### Exercise 1
Which lines of the entries below contain the word "fence"? Pick out each one and copy it.

Virginia Njoki Gitau v Samuel Kihara Ndung’u [2017] KEELC 3136 (KLR)
Full Case Text
REPUBLIC OF KENYA
IN THE ENVIRONMENT AND LAND COURT AT NAIROBI
ELC NO. 224 OF 2014(O.S)
VIRGINIA NJOKI GITAU…….....…. PLAINTIFF/APPLICANT
VERSUS
SAMUEL KIHARA NDUNG’U…DEFENDANT/RESPONDENT
RULING
The Plaintiff/Applicant brought this suit by way of Originating Summons dated 25th February, 2014 seeking orders that, the Plaintiff/Applicant is entitled to be registered as the proprietor of all that parcel of land known as L.R No. Dagoretti/Ruthimitu/T.33 (hereinafter “the suit property”) by adverse possession under Section 38 of the Limitation of Actions Act, Chapter 22 Laws of Kenya and that the said parcel of land be registered in the name of the Plaintiff/Applicant in place of the Defendant/Respondent. Together with the Originating Summons, the Plaintiff/Applicant (hereinafter referred to only as “the Plaintiff”) filed an application by way of Notice of Motion dated 1st April, 2014 seeking a temporary injunction to restrain the Defendant/Respondent (“hereinafter referred to as “the Defendant”) from entering, selling, transferring, charging, disposing of or in any manner dealing with the suit property pending the hearing and determination of the suit.
When the Plaintiff’s application came up for hearing before Mutungi J. on 23rd June, 2014 the advocates who appeared for the parties informed the court that they had discussed the matter and agreed that the application be allowed as prayed. The court made an order by consent allowing the application in terms of prayer 3 hereof. The order which was extracted on 14th July, 2015 was on the following terms;
“THAT the Respondent his agents, servants and/or employees be and is hereby restrained by an injunction from entering, selling, transferring, charging, disposing or in any manner dealing with land parcel Dagoretti/Ruthimitu/T.33 (“the suit property”) pending the hearing and determination of the suit.”

### Exercise 2
According to the ruling above, on what date was the consent order extracted?

### Record extracts

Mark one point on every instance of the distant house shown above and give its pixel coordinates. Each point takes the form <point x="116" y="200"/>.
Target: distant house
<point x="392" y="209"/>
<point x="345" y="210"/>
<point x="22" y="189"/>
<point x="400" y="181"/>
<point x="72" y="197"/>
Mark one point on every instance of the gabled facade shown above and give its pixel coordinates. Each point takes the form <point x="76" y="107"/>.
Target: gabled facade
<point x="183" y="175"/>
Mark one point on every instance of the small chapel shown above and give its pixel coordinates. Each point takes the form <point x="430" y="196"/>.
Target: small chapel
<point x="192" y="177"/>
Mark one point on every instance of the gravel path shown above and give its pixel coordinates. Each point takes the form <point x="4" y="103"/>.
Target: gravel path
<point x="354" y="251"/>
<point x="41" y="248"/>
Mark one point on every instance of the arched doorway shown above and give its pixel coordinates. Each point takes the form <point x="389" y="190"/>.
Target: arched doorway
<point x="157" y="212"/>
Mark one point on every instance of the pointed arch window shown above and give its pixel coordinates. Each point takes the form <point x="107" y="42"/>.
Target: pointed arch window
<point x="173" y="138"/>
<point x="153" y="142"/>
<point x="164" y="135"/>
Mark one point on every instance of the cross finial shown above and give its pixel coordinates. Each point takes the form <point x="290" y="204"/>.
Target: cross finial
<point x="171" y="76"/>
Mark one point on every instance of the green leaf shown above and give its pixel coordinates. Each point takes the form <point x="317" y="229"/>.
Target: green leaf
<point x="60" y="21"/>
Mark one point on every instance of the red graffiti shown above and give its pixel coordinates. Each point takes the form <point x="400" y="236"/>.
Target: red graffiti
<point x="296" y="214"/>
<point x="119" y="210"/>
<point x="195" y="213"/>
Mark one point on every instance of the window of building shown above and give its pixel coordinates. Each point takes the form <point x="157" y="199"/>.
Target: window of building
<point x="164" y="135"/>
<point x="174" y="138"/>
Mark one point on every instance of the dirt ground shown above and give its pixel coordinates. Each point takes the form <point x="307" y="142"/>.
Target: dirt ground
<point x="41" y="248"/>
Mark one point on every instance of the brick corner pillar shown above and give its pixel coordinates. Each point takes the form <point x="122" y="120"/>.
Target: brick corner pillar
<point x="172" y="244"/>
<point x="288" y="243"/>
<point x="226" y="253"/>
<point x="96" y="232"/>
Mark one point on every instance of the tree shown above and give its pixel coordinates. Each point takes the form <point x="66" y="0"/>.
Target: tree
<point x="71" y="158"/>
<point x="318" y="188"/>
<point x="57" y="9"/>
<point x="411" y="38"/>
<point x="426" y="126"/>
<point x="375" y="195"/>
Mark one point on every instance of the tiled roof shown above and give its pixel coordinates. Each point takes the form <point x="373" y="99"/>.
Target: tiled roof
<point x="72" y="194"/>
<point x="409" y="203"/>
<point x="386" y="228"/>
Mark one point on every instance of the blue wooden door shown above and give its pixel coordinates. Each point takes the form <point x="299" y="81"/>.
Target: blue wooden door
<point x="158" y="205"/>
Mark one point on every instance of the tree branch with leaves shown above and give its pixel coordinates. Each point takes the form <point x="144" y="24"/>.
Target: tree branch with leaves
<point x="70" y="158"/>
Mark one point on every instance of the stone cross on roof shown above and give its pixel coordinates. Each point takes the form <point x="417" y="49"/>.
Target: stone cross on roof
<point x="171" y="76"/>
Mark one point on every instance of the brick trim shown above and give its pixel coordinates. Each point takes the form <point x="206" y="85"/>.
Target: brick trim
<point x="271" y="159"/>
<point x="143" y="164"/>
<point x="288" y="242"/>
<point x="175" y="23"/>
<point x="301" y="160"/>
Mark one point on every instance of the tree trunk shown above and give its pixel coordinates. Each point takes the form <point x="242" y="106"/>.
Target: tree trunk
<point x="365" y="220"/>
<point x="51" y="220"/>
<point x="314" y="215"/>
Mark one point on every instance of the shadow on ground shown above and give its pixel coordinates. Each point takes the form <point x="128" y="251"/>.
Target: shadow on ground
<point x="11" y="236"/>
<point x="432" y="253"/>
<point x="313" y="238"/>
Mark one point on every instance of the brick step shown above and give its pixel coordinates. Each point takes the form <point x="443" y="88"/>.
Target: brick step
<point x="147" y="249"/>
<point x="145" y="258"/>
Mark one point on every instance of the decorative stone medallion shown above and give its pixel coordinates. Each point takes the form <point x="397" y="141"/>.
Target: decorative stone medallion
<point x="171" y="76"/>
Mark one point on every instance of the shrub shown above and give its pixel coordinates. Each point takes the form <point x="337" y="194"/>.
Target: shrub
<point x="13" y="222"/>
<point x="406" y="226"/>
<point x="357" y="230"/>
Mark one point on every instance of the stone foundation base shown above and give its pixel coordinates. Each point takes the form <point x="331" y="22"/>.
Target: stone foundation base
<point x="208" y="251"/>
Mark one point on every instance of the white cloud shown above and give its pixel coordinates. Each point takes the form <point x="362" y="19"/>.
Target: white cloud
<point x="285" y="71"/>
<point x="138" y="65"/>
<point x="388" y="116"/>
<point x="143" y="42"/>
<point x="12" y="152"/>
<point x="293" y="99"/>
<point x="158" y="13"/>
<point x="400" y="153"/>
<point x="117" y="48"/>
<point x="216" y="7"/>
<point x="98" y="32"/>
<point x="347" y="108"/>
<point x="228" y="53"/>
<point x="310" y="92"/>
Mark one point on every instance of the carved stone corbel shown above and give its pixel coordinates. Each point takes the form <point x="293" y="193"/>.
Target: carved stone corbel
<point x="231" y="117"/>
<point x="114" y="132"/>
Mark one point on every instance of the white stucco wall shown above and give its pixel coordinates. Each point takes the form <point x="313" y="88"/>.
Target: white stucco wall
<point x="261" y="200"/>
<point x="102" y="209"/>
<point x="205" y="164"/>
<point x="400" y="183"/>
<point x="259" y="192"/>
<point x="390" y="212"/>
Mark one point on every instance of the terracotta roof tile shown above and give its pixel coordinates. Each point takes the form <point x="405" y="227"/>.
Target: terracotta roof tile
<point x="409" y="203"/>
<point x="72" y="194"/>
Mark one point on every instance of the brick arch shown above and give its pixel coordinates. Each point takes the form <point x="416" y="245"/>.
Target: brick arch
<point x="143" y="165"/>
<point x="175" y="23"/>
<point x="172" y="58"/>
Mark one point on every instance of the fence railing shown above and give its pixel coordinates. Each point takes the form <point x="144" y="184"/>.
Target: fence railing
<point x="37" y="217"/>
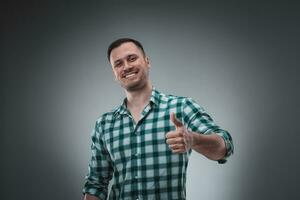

### Written solution 1
Mark one point on every instance of the fence railing shown above and give its pixel coordinates. Each point takes the form <point x="144" y="184"/>.
Target: fence railing

### Written solution 2
14th July, 2015